* **WHAT YOU SHOULD DO**
Transcribe the whole listing below without changing a word, but leave out every image.

* **MATERIAL**
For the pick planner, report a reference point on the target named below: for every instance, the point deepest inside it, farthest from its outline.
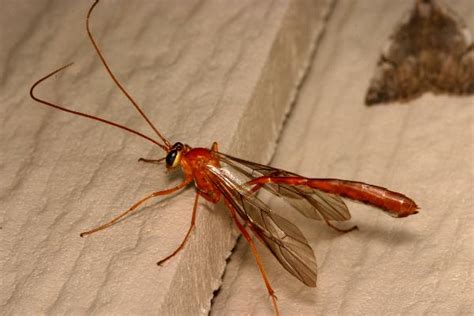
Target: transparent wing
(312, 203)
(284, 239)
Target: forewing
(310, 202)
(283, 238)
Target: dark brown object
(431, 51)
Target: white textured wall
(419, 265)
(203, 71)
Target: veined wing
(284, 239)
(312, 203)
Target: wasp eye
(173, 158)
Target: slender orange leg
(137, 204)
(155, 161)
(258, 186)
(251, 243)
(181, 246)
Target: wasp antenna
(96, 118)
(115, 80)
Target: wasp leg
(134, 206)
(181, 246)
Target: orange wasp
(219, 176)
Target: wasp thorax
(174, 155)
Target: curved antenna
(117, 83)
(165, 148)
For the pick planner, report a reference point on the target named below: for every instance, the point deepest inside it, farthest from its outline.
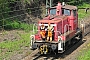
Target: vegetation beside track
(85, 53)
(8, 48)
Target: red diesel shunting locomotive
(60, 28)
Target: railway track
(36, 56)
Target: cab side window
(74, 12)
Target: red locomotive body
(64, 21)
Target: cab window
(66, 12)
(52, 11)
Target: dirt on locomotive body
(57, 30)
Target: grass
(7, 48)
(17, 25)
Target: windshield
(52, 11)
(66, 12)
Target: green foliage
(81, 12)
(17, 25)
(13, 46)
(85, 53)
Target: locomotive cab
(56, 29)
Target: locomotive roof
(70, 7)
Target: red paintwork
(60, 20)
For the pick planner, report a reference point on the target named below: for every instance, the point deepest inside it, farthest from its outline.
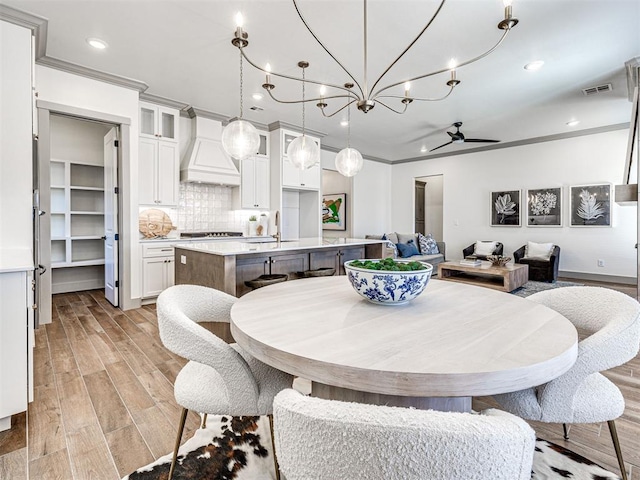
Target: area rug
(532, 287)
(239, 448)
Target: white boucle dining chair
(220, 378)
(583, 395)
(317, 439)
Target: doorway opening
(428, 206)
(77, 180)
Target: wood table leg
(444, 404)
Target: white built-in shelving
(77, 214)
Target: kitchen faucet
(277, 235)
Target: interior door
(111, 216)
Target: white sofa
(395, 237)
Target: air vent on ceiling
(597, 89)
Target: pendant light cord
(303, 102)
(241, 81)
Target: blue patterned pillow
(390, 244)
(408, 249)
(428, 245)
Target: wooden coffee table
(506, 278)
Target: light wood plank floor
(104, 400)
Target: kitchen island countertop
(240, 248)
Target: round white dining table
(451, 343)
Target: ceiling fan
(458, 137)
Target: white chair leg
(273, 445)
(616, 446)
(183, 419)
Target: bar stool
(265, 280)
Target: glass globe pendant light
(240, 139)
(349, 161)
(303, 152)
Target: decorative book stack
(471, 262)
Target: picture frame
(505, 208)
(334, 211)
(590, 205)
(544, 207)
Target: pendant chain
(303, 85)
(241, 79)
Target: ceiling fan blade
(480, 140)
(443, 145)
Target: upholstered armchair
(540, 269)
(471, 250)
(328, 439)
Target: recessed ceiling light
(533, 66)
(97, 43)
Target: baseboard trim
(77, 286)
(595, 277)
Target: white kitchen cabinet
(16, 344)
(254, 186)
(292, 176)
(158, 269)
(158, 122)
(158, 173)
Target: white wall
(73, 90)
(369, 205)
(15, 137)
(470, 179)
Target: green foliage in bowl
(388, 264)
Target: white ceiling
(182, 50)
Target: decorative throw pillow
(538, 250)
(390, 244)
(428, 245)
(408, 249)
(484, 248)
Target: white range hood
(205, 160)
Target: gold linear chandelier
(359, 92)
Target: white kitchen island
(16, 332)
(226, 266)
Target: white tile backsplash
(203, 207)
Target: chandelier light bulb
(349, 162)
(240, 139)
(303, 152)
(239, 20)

* **WRITTEN SOLUTION**
For the pick planner, report a reference point on the target named below: for every instance, the point deepest inside it, farthest from its outline.
Target: transparent wing
(312, 203)
(284, 239)
Target: forewing
(310, 202)
(283, 238)
Target: dark brown object
(431, 51)
Target: white textured wall
(419, 265)
(203, 71)
Target: veined wing
(284, 239)
(312, 203)
Target: wasp eye
(173, 158)
Target: slender orange leg
(137, 204)
(155, 161)
(258, 186)
(251, 243)
(181, 246)
Target: wasp antenna
(96, 118)
(115, 80)
Target: wasp leg
(134, 206)
(181, 246)
Target: orange wasp
(219, 176)
Target: wasp thorax
(174, 155)
Target: curved antenna
(117, 83)
(165, 148)
For the pick planner, report a reference point on the target named below: for every instance, the point deepest inside it, farthest from its outline.
Target: vegetation beside track
(85, 53)
(8, 48)
Target: red diesel shunting locomotive
(60, 28)
Target: railway track
(36, 56)
Target: cab side window
(74, 12)
Target: red locomotive body
(64, 21)
Target: cab window
(66, 12)
(52, 11)
Target: dirt on locomotive body
(57, 30)
Target: grass
(7, 48)
(17, 25)
Target: windshield
(52, 11)
(66, 12)
Target: green foliage
(81, 12)
(17, 25)
(13, 46)
(85, 53)
Target: locomotive cab
(56, 29)
Target: locomotive roof
(70, 7)
Target: red paintwork
(60, 20)
For the pick planner, report a reference point on the target named below: for every instance, the point deepest inside it, farthest from its outline.
Target: area rug
(532, 287)
(239, 448)
Target: white boucle dining chair
(220, 378)
(583, 395)
(317, 439)
Target: doorway opening
(428, 206)
(77, 180)
Target: wood table leg
(444, 404)
Target: white built-in shelving
(77, 214)
Target: kitchen faucet
(277, 235)
Target: interior door
(111, 216)
Target: white sofa
(395, 237)
Target: air vent on ceiling
(597, 89)
Target: pendant light cord
(303, 102)
(241, 81)
Target: blue patterned pillow
(390, 244)
(408, 249)
(428, 245)
Target: wooden coffee table
(506, 278)
Target: light wood plank floor
(104, 400)
Target: kitchen island countertop
(240, 248)
Target: round white dining table
(451, 343)
Target: ceiling fan
(458, 137)
Target: white chair leg
(273, 445)
(616, 446)
(183, 419)
Target: bar stool
(265, 280)
Target: glass globe pendant light
(240, 139)
(349, 161)
(303, 152)
Target: decorative book stack
(471, 262)
Target: picture frame
(505, 208)
(334, 211)
(590, 205)
(544, 207)
Target: pendant chain
(303, 85)
(241, 79)
Target: ceiling fan blade
(480, 140)
(443, 145)
Target: upholstered armchair
(540, 269)
(471, 250)
(328, 439)
Target: recessed ceiling light
(533, 66)
(97, 43)
Target: baseboard trim
(77, 286)
(595, 277)
Target: white kitchen cabinet
(16, 344)
(254, 186)
(292, 176)
(158, 269)
(158, 122)
(158, 173)
Target: white wall
(73, 90)
(369, 205)
(15, 137)
(470, 179)
Target: green foliage in bowl
(388, 264)
Target: white ceiling
(182, 50)
Target: decorative throw pillow
(538, 250)
(390, 244)
(428, 245)
(408, 249)
(484, 248)
Target: white range hood
(205, 160)
Target: gold linear chandelier
(359, 92)
Target: white kitchen island
(16, 332)
(226, 266)
Target: white tile backsplash
(203, 207)
Target: chandelier light bulb
(349, 162)
(240, 139)
(303, 152)
(239, 20)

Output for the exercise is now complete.